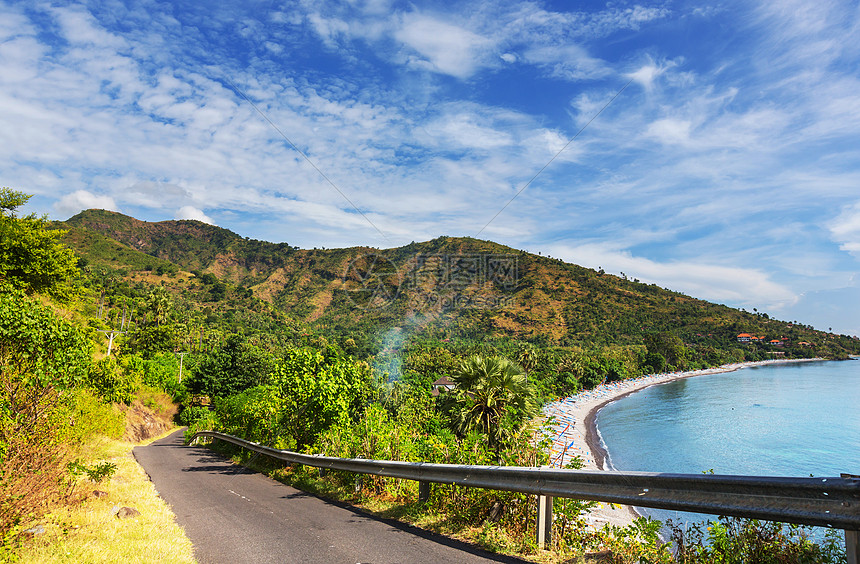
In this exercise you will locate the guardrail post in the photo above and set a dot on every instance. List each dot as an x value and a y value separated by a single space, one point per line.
852 538
852 546
544 521
423 492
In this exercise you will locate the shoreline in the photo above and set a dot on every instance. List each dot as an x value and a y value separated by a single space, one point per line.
576 419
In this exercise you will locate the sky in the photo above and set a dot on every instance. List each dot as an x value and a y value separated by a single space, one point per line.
712 148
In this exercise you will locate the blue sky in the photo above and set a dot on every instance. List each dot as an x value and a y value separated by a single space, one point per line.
728 168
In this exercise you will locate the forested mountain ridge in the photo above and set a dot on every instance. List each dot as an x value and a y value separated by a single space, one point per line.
537 299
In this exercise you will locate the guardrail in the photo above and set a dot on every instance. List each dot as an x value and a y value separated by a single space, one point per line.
824 502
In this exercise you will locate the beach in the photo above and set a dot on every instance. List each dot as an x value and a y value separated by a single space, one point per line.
573 428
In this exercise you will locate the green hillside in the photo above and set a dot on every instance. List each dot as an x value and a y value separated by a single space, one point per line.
442 288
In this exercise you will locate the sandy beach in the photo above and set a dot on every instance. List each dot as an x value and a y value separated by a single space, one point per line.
574 427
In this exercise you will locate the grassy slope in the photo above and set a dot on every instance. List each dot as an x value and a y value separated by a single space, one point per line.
89 531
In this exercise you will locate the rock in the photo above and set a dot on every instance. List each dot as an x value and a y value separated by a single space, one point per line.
127 513
37 530
602 556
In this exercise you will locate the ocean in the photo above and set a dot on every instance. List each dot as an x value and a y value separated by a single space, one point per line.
793 419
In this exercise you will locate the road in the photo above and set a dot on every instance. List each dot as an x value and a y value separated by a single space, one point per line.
232 514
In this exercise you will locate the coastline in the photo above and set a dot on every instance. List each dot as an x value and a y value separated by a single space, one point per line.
575 429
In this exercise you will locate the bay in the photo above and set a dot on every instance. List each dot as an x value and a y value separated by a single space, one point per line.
792 419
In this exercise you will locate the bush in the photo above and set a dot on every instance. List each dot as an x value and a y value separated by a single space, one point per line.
192 414
112 383
37 343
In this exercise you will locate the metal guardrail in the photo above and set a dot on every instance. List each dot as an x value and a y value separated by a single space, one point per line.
825 502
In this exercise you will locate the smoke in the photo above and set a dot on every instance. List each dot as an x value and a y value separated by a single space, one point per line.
388 360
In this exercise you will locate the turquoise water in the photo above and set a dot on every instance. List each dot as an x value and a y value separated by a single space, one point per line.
777 420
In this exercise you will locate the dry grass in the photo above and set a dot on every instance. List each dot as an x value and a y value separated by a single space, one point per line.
90 532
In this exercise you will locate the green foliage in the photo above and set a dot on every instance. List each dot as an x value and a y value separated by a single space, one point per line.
159 371
111 382
31 258
492 396
733 540
87 415
192 414
152 340
256 414
36 343
231 368
669 347
96 473
318 391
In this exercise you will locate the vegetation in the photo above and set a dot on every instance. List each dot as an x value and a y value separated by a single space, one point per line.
274 348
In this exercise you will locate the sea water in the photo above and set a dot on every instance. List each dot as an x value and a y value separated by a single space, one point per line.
792 419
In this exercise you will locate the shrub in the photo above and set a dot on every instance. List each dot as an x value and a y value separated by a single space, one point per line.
112 383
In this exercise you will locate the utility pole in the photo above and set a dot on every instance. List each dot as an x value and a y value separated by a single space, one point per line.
181 358
111 334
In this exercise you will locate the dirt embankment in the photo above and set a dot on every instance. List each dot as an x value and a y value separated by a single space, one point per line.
148 416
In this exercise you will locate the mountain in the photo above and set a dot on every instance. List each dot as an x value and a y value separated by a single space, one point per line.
446 287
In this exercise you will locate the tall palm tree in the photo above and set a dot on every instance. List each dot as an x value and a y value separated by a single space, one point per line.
493 396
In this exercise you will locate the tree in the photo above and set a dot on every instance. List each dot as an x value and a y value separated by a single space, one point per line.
232 368
670 347
159 303
31 258
318 391
492 396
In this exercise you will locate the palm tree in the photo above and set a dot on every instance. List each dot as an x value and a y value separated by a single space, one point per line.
492 396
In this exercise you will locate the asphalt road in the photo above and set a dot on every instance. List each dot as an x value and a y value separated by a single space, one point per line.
232 514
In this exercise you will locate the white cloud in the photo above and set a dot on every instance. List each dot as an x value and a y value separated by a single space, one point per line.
845 229
79 200
670 131
570 62
443 47
714 282
190 212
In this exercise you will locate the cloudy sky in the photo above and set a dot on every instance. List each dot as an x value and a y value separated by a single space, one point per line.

*-*-*

Each entry should be repeated exactly as it appears; the pictures stay out.

In this exercise you will locate the guardrail post in the photo above and set a dot on every instance. List each dot as an x value and a y value separated by a single space, one point per line.
852 538
852 546
544 521
423 492
In this exercise you will locate the shoreline in the photo above and set a dot on every instance. List each dot as an x value and a y value separated by a single space, one point per line.
576 419
In this exercise you will locate the sky in the photo above and set a dot on every instance. List each dot as an x value and a y value separated by a single space, one point per line.
712 148
In this exercise you will locate the blue sky in the photo above and set a dot on every instance. List each dot as an x value and a y value separated by a single space, one point per line.
728 168
In this exercise you will locate the forested mountain ridge in the photo above and set a dot on every instance. List each dot as an x value and a y value separated by a single space, one point per line.
537 299
In this exercise you will locate the guardrail in the photo above and set a dot on every instance. List each dot as an x value and a y value separated by a single space, one point per line.
824 502
In this exercise you will locate the beach in the photo above and set a dot on every instance. List each dot as an x value and a y value separated by a single space, one point per line.
573 428
In this exercise you will locate the green hillside in the photo above and set a dot on every instance. List each dot as an x value and a y value separated by a single space, one point per line.
442 288
In this exercise you will locate the sandy beach in the photo above and set a dot on every instance. List each dot as an x value and a y value separated by a single space, one point per line.
574 427
In this exercise you will locate the grassy slope in the photo above and set a dot on every instance. List each dot as an x value and a y value separated by a single space, one point per line.
89 531
In this exercise you will locate the rock in the photo above and set a dot on every instance. List each dot as an x value and a y value separated by a single space, one point per line.
127 513
37 530
602 556
In this exercise you will locate the ocean in the photo above and set a dot on every instance. List each dot as an x value and a y value separated by a single space, one point per line.
793 419
In this exercise you will locate the road in the photo above and set a dot on every instance. List each dot as an x value and a y value separated by a single space, one point per line.
232 514
In this exercise you will locate the coastline in the photo above and set a dot on every instance. List each dot as an x value and a y value separated by a single space, one point per line.
575 429
In this exercise you will locate the bay in the photo above and set a dot on every instance. List each dot as an x value and a y value separated by a single space, one point per line.
792 419
In this exercise you will locate the bush in the photo above and set a dot on every instance. List each dot as an x value and a y value separated by a single space, one point per line.
192 414
112 383
37 343
In this exercise you will locate the metal guardrail in the photo above and set a dot on every instance. List each dot as an x value and a y value separated by a single space, one point per line.
825 502
In this exercise you will locate the smoke in the photo above and set a dot on every instance. List each dot as an x value and a y value separated by a single space, one point per line.
388 360
In this exercise you will locate the turquoise water in the photo above and set a dot on every instance. List each dot as an x value and a y value separated by a single space, one point per line.
777 420
In this exercise you will locate the dry grass in the photo above and set a dot on every instance. List each dot as an x value and a y value separated by a single space, one point per line.
90 532
In this exercise you will locate the green foliage in the photo above and set a dot on every instance. List each dot as an x value and a y value separated by a single space, one point per line.
159 371
111 382
31 258
492 396
733 540
87 415
192 414
152 340
256 414
36 343
231 368
669 347
96 473
318 391
In this exercise you will locate the vegetation in the photo above and set a dot on every instance. List each dot as an x value and a y value separated by a single space, one point per line.
274 348
In this exercise you will locate the sea water in the photo above and set a dot on every instance. List each dot as an x value and a y value separated by a single space, one point per line.
792 419
In this exercise you will locate the shrub in the photo above and set a dot on every instance. List each dot as an x value and a y value separated by a single space, one point per line.
112 383
In this exercise you will locate the utility pole in the photo above and set a dot on every instance. List each dot as an x value and a y value separated by a single space, one point per line.
181 358
111 334
In this exercise you will locate the dirt embankment in the photo above and set a dot on every instance. List each dot as an x value and a y value separated by a single space, one point per line.
148 416
In this exercise you will locate the mountain in the photo above and set a dot on every instance. List each dot as an x value and a y value separated by a single space, one point per line.
446 287
In this exercise you will locate the tall palm tree in the photo above and set a dot on every instance. List each dot as an x value and a y value separated by a single space, one point per line.
493 396
In this exercise you will locate the tree in the photo above and set a dot on every instance. List each dot as an x value and a y value separated by a single space, one point per line.
232 368
670 347
159 303
31 258
318 391
492 396
In this exercise you will locate the palm tree in the photo above and set a dot on every instance. List each dot as an x value and a y value separated by a single space, one point per line.
492 396
In this exercise you will locate the asphalt road in the photo above and set a dot on every instance. List each dot as an x value and a y value separated by a single space, one point per line.
232 514
In this exercise you will locate the white cloud in the photo above and set a dot on every instance. List each dot as an x value and a y value separated by a single space, one point per line.
845 229
79 200
670 131
570 62
443 47
714 282
190 212
In this exercise you will locate the cloudy sky in the photo above and set a dot on every instance. List each dot as an x value and a y value separated by a single space, one point per line.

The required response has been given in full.